• Task statement: What you produce should be every line from the data that includes "black".

• Information given:
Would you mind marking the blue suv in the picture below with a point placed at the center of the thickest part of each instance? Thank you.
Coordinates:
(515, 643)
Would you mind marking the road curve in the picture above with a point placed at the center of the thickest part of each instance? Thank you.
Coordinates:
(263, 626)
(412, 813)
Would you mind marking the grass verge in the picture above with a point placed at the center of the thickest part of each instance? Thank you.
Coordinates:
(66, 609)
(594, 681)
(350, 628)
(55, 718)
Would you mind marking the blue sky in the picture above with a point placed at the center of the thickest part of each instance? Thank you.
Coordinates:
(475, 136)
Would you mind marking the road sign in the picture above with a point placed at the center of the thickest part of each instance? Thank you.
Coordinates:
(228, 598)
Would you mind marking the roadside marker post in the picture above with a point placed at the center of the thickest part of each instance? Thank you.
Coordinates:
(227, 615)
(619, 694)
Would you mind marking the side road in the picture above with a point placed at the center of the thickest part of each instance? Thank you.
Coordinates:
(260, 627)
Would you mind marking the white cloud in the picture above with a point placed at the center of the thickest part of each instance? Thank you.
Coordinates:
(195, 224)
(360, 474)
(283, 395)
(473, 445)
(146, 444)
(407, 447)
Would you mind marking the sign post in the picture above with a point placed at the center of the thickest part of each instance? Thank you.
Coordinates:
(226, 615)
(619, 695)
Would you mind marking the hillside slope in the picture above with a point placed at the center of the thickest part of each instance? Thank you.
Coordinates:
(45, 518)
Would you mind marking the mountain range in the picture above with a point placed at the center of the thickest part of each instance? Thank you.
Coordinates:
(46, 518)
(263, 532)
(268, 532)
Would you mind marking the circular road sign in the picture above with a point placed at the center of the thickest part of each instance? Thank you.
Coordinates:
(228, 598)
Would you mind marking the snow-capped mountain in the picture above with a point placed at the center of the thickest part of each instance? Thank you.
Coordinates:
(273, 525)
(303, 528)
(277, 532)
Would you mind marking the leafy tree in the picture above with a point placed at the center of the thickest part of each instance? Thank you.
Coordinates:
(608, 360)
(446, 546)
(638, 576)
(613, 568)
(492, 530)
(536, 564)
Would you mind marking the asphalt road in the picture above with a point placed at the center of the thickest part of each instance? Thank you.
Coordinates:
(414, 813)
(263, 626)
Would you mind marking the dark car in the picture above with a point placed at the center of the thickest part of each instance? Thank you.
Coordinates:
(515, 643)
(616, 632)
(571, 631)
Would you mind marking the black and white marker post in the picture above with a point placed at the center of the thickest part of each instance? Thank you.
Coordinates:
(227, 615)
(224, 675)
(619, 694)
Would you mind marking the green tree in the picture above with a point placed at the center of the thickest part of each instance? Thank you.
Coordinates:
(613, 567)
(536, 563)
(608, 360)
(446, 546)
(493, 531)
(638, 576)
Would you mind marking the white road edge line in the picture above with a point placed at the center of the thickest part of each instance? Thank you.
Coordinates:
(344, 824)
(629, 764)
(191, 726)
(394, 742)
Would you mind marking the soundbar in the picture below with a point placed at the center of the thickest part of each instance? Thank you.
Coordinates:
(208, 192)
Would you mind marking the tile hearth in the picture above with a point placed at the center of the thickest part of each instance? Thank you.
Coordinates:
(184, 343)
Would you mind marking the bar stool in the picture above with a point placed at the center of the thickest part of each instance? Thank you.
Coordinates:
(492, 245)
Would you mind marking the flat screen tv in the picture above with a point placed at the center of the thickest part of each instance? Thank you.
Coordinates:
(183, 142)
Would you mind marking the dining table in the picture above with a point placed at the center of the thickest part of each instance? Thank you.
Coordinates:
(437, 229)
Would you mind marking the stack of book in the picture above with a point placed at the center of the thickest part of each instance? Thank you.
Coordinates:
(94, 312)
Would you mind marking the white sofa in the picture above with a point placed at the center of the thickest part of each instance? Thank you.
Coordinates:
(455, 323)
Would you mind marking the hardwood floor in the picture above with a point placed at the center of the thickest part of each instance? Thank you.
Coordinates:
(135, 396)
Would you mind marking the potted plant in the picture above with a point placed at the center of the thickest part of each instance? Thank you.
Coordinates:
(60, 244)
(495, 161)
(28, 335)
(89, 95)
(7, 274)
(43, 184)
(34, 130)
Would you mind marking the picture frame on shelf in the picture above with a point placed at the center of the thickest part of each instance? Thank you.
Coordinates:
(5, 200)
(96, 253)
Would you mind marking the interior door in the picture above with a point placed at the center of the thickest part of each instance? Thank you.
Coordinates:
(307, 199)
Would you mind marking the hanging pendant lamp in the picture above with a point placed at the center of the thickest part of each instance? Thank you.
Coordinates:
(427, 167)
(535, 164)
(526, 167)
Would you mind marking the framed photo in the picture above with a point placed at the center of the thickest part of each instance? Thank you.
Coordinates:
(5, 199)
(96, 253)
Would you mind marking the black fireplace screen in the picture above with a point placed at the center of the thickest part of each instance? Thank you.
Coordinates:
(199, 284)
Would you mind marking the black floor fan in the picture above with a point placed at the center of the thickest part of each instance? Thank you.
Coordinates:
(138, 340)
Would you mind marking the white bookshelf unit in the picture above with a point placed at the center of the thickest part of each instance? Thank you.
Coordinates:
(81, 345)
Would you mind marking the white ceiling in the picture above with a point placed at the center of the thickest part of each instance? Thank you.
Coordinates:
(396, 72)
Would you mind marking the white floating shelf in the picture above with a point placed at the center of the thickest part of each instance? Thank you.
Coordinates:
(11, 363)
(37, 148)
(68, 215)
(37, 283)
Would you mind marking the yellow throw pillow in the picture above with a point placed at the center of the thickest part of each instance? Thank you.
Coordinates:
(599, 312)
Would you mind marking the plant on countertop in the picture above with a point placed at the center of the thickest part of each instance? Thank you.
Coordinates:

• Your solution:
Would you mind marking the black and white marker post in the picture above with a point placed at the center of the thickest part of each instance? Thank you.
Would you mind marking the black fireplace screen in the picture above with a point placed at the center of the thickest part of each instance? Thank you.
Would you mind marking the black floor fan in the picture above with a point placed at the center of the thickest part of each instance? Thank you.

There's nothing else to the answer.